#### Task brief:
Please copy the data below word for word, leaving the pictures out of your answer.

□ □ □ □ □

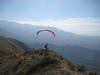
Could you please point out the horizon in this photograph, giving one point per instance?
(80, 17)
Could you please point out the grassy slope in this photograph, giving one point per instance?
(8, 46)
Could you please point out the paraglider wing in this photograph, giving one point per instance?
(46, 30)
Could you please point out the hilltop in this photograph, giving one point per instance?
(35, 62)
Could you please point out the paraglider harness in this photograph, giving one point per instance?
(46, 48)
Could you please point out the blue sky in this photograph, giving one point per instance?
(46, 12)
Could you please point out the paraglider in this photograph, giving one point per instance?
(46, 45)
(47, 31)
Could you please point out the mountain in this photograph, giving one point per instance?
(76, 54)
(35, 62)
(9, 46)
(27, 34)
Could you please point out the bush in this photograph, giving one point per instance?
(93, 73)
(81, 68)
(41, 64)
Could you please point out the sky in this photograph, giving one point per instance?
(76, 16)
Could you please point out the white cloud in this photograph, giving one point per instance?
(84, 26)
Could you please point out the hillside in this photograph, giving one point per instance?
(35, 62)
(76, 54)
(9, 46)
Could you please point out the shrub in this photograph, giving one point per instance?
(81, 68)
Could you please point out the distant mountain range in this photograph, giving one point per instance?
(77, 48)
(27, 34)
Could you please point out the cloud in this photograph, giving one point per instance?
(83, 26)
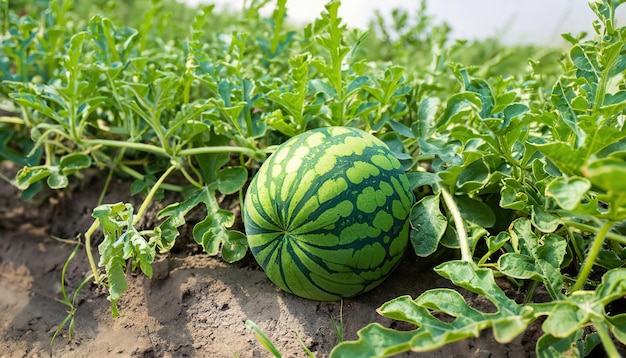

□ □ □ □ □

#### Written reply:
Could you please point out the horizon in this photograph, giving one point per instance?
(80, 17)
Could you please point out the grassy slope in this photograph, giving one point per instance?
(8, 46)
Could you please point out the paraglider wing in this photograph, giving one point per instance?
(46, 30)
Could you please point out the hilltop in this photograph, giving one point per instance?
(35, 62)
Could you please point out the paraglider harness in this photograph, giving one point per instance?
(46, 48)
Could you please point out the blue sky in this photograph, giving one point per instance?
(46, 12)
Could you please point out the paraglider in this photograph, giving one point per instance?
(46, 45)
(47, 31)
Could you please point out the mountain in this photograph, giving one point per instance?
(76, 54)
(35, 62)
(9, 46)
(27, 34)
Could you please point out the bush in this photograph, giving one point per instance?
(93, 73)
(81, 68)
(41, 64)
Could you please point out the sky in this photograph, giving one point per instance?
(76, 16)
Could you please point out the white cloud in this photograph, giving one point per instance?
(84, 26)
Could you please point out the hillside in this photograph, giving one point per instance?
(35, 62)
(76, 54)
(9, 46)
Could you please point out the shrub in this photograph, giving one point per instance?
(81, 68)
Could you please point out the distant mountain range in this photograph, giving one point per instance?
(77, 48)
(27, 34)
Could you please point out the cloud in this photograph, giving one point per instance?
(83, 26)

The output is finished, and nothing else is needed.